Selected excerpt:
┏━━

(LONDON, ENGLAND) – The 2012 U.S. Olympic Boxing Team appeared to face an end to their medal run on the men’s side with apparent losses by flyweight Rau’shee Warren (Cincinnati, Ohio) and welterweight Errol Spence (Desoto, Texas) on Friday. Yet following a protest by the United States, Spence’s decision was overturned and he will advance to the quarterfinal round. Warren, who made history before throwing a punch in London by becoming the first three-time U.S. Olympic boxer, lost a one-point decision to France’s Nordine Oubaali in his London opener.
The 25-year-old Warren lost his opening first bout at both the 2004 and 2008 Olympic Games and he stepped into the ring looking for his first-ever Olympic win in London, but it wasn’t meant to be for the decorated amateur boxer. Warren took the early lead in the bout, boxing his way to a 9-6 lead after the first round. Yet Oubaali began to come back in the second, pulling the bout to within one after the second round. Warren, who lost both contacts during the bout, tried to hold on to his tenuous lead in the third, but he wasn’t able to do so and Oubaali won a 19-18 final decision. The loss ends an outstanding amateur career for Warren, who owns every piece of Olympic-style boxing hardware other than an Olympic medal. He came back for a third run at Olympic glory in the hopes of accomplishing his dream of placing an Olympic gold medal around his mother’s neck but it wasn’t meant to be for the Cincinnati native.
“I came out in the first round really strong, throwing combinations. In the second and third rounds, I was kind of sitting on my shots, waiting for one shot so I could catch him coming in and try to drop the big left hand and hurt him and work off that but that didn’t work,” Warren said. “After the first round, I was kind of flicking the jab and delivering one shot instead of three or four shots and I guess that’s what cost me the fight, he was more aggressive. I was just trying to land my shots and deliver them with power.”
Spence wasted no time getting started in his bout with India’s Krishan Vikas, staying busy and aggressive through all nine minutes of boxing. Yet Vikas took a 4-2 advantage after the first round. Spence continued to press the action in the second round, peppering Vikas with combinations despite the Indian’s constant movement. Although Spence was the much more active boxer in the second round, Vikas held on to a one-point lead after the second. The American boxer picked up his output even further in the third round while Vikas held throughout the last three minutes. Spence’s efforts weren’t enough for the five judges and Vikas was initially named the winner on an 13-11 decision.
“I felt I needed to be aggressive because he was the favorite. He was the top seeded boxer, so I know that the judges see that,” said Spence. “He’s more known than me internationally so I felt that I needed to be aggressive and pick up the pace and throw more shots and I thought I landed more shots than he did. “It was kind of frustrating, but he was fighting to the computer system so I’m kind of used to that because I was the aggressor. I kind of switched the game plan up and I adjusted well.”
Yet following a United States protest of the bout result, the Competition Jury hearing the appeal ruled in Spence’s favor, noting two different rule violations that should have added four points to the American’s point total. For the full details, see the AIBA release below. Spence will return to the ring for quarterfinal action on Tuesday in a bout with Russia’s Andrey Zamkovoy of Russia.
Women’s boxing will open action on Sunday with lightweight Queen Underwood (Seattle, Wash.) taking the ring in afternoon action. Flyweight Marlen Esparza (Houston, Texas) and middleweight Claressa Shields (Flint, Mich.) will compete on Monday following a first round bye.

┗━━

Required action 1:
In the report on the 2012 U.S. Olympic boxing team, what was the final score of Warren's bout against Nordine Oubaali?
Required action 2:
Write a continuation of the report on the 2012 U.S. Olympic boxing team, starting after its final sentence.

Referring expression pointing data:

┏━━

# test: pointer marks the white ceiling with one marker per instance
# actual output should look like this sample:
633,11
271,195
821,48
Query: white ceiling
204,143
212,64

┗━━

Exercise output 1:
Oubaali won 19-18.

Exercise output 2:
114 lbs: Nordine Oubaali, FRA, dec. Rau’shee Warren, Cincinnati, Ohio/USA, 19-18
152 lbs: Errol Spence, Desoto, Texas/USA, dec. Krishan Vikas, IND, 15-13 (following protest)
Rau’shee Warren Quotes
“I thought I had the decision, but overall you don’t know what they are counting and what they are scoring. It’s a bit disappointing, coming for my third time and losing in the first round. As you can see, I feel that this isn’t my lane anymore, going to the Olympics and trying to bring a gold medal on the United States.”
“He got the decision, I thank everybody back home for supporting me. This isn’t the end of Rau’shee Warren. My journey is going to continue, I’m going to stay hungry no matter what I’m doing.”
“Stuff happens in the ring as far as you don’t know what the judges are scoring. It might look to the person on the outside of the ring, it might look like a person is winning the fight. But to the judges who have been doing it for years, they like to score a lot of things – jabs, hooks, body shots. You never know what they are scoring. There wasn’t any pressure on me, I just went out there and did my thing. I came out there really explosive in the first round and took the first round 9-6 and then tried to sit down on my shots.”
“It’s always a good experience to do something that isn’t normally done like me being the first American boxer to go to the Olympics three times. It isn’t a setback for me. I still have a lot of head for me. I’m going to put this behind me, learn from it and take it to another level.”
“My headgear kept going down over my eyes and my contacts fell out in the first round and when they fall out, I have to wait for my opponent to get a little closer so I can throw my shots. It always happens, even in training. I get hit and my contacts come out and it will be really blurry.”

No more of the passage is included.